**Source:**
* start *

Joseph P. Ward, ed. Britain and the American South: From Colonialism to Rock and Roll. Jackson: University Press of Mississippi, 2003. ix + 281 pp. $50.00 (cloth), ISBN 978-1-57806-580-6.
Reviewed by David Woodard (History Department, Concordia University, St. Paul, Minnesota)
Published on H-South (April, 2006)
A Truly Complex Relationship: Great Britain and the American South
It seems an appealing intellectual exercise to contemplate the stated purpose of this volume, which is to "consider the influence of early modern British culture on race relations, religion, and attitudes toward the outside world in the modern South" (p. xiii). So what connections might a reader immediately think about? Initial thoughts would probably lead one to the colonial era. There was obvious connection then between Great Britain and the thirteen North American colonies--at least six of which would have labeled themselves Southern. And, between the conclusion of the American Revolution and the Civil War, we know there was a substantive relationship between the American South and Great Britain. More specifically, once slavery became a real national issue, we can begin to identify a political "South" in the United States. And that section took clear positions on a number of global and international issues--many of which would have concerned Great Britain.
But after failing to gain British help during its futile attempt at independence, the South lost its position as a viable section. As Northern capitalism gained ascendancy after Reconstruction, we would not expect the South to have the same kind of relationship with Great Britain or any other foreign nation. In fact, it is hard to imagine any time after 1865 where we would be able to see a "South" even referred to in international affairs.

* end *

**Brief:** Reproduce everything in the review of the Britain and American South volume from "But after failing" down to "in international affairs.", word for word. The entries that come after this text play no part in the work here.

Excerpts of pointing data:
* start *

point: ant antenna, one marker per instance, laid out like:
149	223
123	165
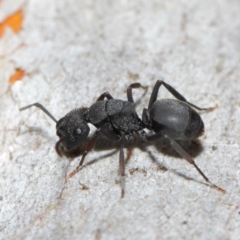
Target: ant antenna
42	108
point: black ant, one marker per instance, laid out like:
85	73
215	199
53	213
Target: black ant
118	121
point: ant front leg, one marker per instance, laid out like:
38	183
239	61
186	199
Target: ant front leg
90	146
174	92
104	95
129	90
122	170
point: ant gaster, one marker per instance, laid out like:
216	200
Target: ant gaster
118	120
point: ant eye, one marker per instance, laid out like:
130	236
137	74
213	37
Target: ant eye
78	131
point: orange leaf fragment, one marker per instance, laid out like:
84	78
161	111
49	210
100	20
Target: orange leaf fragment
17	76
14	21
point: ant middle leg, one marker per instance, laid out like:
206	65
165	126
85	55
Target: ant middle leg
104	95
174	92
188	158
122	170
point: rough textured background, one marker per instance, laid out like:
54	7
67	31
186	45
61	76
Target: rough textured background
72	51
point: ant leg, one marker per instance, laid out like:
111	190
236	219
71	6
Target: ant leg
187	157
104	95
122	170
41	107
129	90
155	136
88	149
174	92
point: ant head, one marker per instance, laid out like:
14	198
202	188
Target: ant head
72	130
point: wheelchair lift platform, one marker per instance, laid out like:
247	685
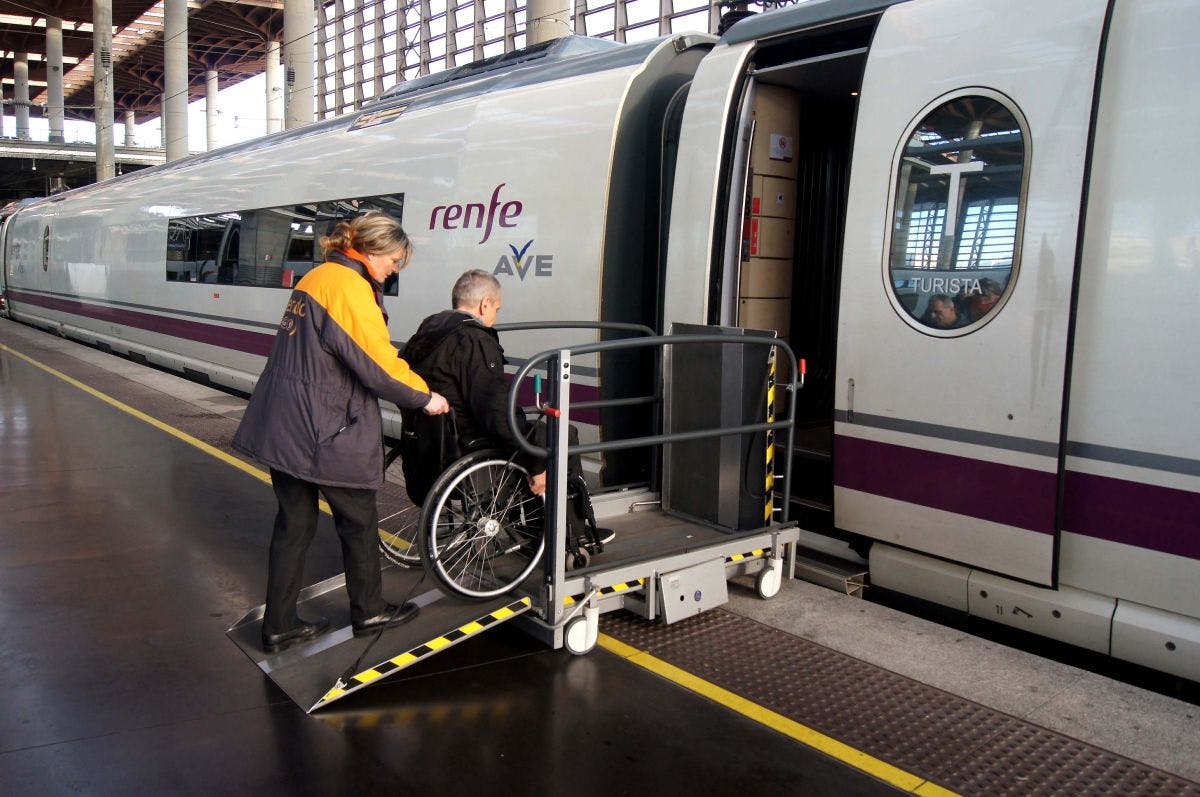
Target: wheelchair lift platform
321	671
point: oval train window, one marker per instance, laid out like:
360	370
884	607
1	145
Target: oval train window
957	215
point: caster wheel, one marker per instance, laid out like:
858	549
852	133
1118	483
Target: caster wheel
579	561
768	582
576	636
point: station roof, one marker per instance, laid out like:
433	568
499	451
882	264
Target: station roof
225	35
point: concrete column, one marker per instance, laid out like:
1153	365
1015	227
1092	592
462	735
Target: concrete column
299	23
21	93
102	87
210	107
546	19
274	89
54	102
175	77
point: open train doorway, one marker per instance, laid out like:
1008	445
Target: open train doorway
799	111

* end *

**Answer to the task:**
But after failing to gain British help during its futile attempt at independence, the South lost its position as a viable section. As Northern capitalism gained ascendancy after Reconstruction, we would not expect the South to have the same kind of relationship with Great Britain or any other foreign nation. In fact, it is hard to imagine any time after 1865 where we would be able to see a "South" even referred to in international affairs.